In the abstract on ocular cicatricial pemphigoid, where did direct immunoelectron microscopy find immune deposits in the six patients with pure ocular disease?

Document section:

((

Objective: To determine whether ocular cicatricial pemphigoid (OCP) may represent a distinct immunopathologic disease when it is pure ocular cicatricial pemphigoid (POCP) (e.g., only confined to the conjunctiva) or when it is associated with skin or extraocular mucous membrane lesions or both (OCP+).
Design: Prospective, immunologic, and immunopathologic study with special emphasis on direct immunoelectron microscopy.
Participants: Six patients with POCP and seven patients with OCP+.
Intervention: After informed consent was obtained, a conjunctival biopsy was performed in all patients. Skin and extraocular mucosa biopsy specimens were harvested in selected cases only.
Main outcome measures: Results of direct immunofluorescence and direct immunoelectron microscopy without freezing on conjunctival and skin biopsy specimens, indirect immunofluorescence, and Western immunoblotting analysis were analyzed.
Results: Results of direct immunoelectron microscopic examination of the conjunctiva showed the presence of immune deposits in the upper lamina lucida of the basement membrane zone in the six patients with POCP, whereas the immune reactants were located in the lower part of the lamina lucida and in the lamina densa of the basement membrane zone (conjunctiva, buccal mucosa, and skin) in the seven patients with OCP+. Direct immunofluorescence was positive in the biopsy specimens of three patients with POCP (50%) and the seven patients with OCP+ (100%). Results of indirect immunofluorescence study showed circulating autoantibody levels only in two patients with OCP+, and results of Western immunoblot analysis were negative.
Conclusions: Results of direct immunoelectron microscopic examination of the conjunctiva support the hypothesis that POCP may be a disease entity distinct from mucocutaneous cicatricial pemphigoid.

))

Recorded data:
((

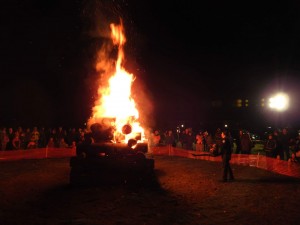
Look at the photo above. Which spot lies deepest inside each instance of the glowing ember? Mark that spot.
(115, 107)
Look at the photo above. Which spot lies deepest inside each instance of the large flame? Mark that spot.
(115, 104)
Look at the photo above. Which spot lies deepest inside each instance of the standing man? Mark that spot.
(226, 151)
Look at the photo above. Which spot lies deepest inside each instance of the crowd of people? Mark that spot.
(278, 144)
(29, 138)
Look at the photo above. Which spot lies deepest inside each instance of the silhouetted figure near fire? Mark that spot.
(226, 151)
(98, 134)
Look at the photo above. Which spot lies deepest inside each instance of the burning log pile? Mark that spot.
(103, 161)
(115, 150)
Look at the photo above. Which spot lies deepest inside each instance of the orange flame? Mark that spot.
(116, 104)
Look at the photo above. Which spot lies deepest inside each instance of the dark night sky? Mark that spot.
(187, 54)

))
((

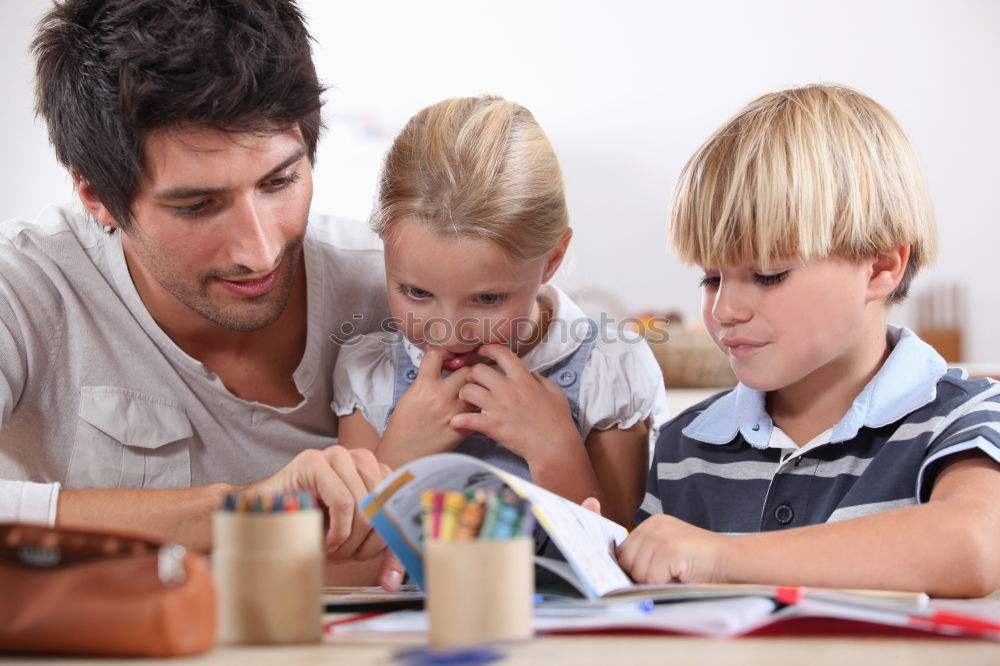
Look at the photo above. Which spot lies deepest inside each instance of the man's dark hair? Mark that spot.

))

Result of this task:
In the upper lamina lucida of the basement membrane zone.